### REQUIRED WORK
Set down the lines below verbatim, beginning with the line that contains "Task: If you could identify the green vegetation" and running through the end of the records, both ends included.

(Dataset records about object locations)
■ ■ ■ ■

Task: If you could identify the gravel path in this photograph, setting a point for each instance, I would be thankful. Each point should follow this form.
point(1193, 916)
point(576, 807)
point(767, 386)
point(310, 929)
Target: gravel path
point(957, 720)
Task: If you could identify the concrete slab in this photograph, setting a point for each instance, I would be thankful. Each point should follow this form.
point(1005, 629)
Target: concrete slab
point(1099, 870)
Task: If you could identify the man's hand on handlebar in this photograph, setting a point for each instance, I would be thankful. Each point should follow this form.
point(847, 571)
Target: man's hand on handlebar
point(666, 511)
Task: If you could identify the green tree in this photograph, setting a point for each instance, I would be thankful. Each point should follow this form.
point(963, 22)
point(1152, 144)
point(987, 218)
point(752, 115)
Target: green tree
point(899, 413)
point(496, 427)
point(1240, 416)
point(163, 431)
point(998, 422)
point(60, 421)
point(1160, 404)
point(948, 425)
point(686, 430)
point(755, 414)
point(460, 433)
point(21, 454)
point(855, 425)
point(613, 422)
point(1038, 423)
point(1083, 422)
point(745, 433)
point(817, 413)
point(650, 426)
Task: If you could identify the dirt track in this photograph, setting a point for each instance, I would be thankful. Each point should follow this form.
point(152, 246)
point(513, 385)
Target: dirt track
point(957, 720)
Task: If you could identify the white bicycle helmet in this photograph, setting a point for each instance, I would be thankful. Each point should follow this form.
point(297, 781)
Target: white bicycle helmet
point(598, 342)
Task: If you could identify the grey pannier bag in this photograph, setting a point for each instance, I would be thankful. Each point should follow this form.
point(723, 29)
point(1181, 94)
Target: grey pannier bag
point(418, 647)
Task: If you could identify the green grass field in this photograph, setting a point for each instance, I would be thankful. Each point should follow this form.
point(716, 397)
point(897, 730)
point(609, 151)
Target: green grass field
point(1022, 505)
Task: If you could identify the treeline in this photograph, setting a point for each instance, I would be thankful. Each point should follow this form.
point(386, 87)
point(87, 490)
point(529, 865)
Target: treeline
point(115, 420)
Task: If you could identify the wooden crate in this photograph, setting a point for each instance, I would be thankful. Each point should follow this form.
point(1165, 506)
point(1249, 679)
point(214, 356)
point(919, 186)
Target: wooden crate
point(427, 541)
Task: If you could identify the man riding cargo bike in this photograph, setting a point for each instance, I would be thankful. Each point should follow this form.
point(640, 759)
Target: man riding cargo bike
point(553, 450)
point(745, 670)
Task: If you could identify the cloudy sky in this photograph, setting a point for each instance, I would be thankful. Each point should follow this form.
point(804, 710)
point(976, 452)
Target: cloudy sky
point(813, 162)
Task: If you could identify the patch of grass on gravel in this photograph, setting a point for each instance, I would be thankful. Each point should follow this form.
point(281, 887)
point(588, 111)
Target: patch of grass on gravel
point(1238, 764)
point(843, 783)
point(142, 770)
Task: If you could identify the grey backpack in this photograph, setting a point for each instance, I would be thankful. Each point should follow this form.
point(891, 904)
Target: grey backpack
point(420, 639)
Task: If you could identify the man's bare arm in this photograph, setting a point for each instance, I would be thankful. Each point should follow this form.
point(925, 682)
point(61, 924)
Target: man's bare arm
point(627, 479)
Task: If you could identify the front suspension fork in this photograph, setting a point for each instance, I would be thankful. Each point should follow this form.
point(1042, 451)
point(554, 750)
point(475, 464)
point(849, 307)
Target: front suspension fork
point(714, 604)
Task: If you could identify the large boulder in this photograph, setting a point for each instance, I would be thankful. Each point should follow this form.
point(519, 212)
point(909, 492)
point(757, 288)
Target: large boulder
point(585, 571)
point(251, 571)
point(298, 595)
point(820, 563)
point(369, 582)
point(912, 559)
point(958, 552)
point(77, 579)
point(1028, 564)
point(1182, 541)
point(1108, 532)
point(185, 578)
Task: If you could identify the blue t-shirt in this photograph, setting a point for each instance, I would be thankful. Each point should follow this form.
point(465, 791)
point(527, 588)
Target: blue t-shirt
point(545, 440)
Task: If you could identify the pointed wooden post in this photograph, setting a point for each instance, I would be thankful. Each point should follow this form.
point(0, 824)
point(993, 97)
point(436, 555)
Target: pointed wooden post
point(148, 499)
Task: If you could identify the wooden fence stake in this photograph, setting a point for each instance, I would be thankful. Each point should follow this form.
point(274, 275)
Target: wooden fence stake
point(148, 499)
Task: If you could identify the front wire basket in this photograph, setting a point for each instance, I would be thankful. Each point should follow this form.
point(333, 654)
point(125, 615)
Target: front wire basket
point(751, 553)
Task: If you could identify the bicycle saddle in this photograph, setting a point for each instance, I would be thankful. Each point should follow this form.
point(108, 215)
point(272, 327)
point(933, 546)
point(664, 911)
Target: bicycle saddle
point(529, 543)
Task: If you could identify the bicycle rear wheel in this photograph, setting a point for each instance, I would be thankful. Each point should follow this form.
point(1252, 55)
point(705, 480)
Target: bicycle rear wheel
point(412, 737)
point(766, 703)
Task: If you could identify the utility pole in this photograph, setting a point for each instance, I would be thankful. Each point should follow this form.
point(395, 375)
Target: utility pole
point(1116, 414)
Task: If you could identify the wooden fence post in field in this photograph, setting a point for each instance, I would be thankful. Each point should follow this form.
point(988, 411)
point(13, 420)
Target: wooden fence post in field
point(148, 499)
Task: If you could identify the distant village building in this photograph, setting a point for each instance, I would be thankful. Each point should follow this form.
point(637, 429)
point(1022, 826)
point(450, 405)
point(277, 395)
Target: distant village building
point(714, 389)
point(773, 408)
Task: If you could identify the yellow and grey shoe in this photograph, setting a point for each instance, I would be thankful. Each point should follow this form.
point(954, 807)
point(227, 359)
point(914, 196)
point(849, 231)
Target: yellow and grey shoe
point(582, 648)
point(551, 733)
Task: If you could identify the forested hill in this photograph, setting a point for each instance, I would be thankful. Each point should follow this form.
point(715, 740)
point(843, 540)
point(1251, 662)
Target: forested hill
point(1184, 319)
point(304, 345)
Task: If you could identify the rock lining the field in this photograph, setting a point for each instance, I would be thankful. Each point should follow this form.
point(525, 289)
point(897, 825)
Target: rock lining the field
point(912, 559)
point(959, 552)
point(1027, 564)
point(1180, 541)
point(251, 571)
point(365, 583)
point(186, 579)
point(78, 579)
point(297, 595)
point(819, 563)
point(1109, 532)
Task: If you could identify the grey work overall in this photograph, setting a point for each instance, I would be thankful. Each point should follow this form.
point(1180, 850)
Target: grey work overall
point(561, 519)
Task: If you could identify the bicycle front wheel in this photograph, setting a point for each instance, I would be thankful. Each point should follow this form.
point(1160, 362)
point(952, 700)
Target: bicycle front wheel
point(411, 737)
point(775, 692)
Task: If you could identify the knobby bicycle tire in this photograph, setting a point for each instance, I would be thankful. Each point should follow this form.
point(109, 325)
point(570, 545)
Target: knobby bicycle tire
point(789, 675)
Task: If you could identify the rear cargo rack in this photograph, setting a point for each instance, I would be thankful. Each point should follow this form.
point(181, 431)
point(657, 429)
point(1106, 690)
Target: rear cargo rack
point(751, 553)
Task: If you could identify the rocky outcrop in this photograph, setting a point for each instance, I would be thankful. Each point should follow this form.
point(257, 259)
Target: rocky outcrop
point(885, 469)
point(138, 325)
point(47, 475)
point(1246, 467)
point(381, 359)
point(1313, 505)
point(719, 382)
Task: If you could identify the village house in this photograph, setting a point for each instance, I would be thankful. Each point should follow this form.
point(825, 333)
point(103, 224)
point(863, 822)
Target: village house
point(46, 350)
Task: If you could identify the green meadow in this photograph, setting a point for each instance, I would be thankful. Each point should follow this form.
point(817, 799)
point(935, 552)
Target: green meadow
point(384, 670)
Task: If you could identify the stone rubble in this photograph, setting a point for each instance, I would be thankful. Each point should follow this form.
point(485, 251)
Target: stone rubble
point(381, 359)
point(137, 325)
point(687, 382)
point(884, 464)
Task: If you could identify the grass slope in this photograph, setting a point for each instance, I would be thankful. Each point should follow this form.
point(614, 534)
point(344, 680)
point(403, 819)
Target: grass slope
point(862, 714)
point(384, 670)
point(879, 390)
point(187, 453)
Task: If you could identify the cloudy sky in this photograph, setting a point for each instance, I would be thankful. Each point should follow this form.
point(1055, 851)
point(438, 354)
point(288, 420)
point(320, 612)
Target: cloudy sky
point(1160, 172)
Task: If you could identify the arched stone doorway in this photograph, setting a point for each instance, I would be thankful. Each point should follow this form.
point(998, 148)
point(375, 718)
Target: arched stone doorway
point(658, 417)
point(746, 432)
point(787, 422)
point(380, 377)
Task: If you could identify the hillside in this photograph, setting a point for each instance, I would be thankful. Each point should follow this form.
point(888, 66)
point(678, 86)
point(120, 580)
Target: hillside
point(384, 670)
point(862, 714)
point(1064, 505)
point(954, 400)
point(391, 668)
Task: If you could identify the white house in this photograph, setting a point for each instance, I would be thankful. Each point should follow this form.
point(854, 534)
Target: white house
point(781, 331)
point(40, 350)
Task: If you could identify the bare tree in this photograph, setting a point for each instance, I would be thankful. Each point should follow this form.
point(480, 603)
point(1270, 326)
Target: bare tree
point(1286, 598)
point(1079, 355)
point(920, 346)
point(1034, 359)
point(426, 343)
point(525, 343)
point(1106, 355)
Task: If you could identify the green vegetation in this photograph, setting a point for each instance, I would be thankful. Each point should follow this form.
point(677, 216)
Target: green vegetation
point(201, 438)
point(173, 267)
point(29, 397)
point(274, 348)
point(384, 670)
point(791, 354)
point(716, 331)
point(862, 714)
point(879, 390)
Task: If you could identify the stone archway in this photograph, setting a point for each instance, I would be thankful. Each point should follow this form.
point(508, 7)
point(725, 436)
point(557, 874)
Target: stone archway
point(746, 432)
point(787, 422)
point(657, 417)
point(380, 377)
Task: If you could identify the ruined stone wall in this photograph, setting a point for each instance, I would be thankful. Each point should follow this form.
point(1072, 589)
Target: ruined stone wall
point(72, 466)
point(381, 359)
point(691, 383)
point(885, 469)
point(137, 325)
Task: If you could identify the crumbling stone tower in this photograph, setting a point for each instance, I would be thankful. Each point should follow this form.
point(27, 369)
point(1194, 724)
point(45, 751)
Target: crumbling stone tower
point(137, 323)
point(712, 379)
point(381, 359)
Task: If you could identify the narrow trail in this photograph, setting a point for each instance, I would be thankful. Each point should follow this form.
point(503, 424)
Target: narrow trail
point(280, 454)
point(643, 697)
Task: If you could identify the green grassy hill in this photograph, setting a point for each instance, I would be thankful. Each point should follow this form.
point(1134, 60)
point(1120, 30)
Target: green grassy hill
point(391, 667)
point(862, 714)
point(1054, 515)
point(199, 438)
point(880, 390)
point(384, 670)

■ ■ ■ ■

### SOLUTION
Task: If you could identify the green vegetation in this photograph, setting a point for each instance, I would be thankful. Each point should follow this form.
point(677, 216)
Target: green vegetation
point(201, 438)
point(173, 267)
point(29, 397)
point(274, 348)
point(384, 670)
point(791, 354)
point(716, 331)
point(862, 714)
point(879, 390)
Task: If you could identify the stone archway in this photograph, setting a point for each instance, I would be thankful. Each point should follow this form.
point(508, 7)
point(725, 436)
point(557, 874)
Target: stone archway
point(746, 432)
point(787, 422)
point(657, 417)
point(380, 377)
Task: If you could identify the ruined stone wall in this photograph, setting a point for each instance, I would be thankful. Each point should follow this form.
point(1072, 589)
Target: ruined stone wall
point(72, 466)
point(381, 359)
point(691, 383)
point(885, 469)
point(137, 325)
Task: If you could identify the crumbling stone tower in this photograph, setting a point for each instance, I would be thankful. Each point should follow this form.
point(27, 369)
point(1194, 724)
point(45, 751)
Target: crumbling stone tower
point(137, 323)
point(712, 379)
point(381, 359)
Task: If you could identify the narrow trail in this photograph, setting a point for each instance, I would be thankful. Each point should follow this form.
point(503, 424)
Target: narrow trail
point(280, 454)
point(643, 697)
Task: If you could identify the green grassy hill in this photograph, setting a point for each instance, I would be thankful. Each point should follow this form.
point(1134, 60)
point(1120, 30)
Target: green grassy hill
point(391, 667)
point(862, 714)
point(1054, 515)
point(199, 438)
point(880, 390)
point(384, 670)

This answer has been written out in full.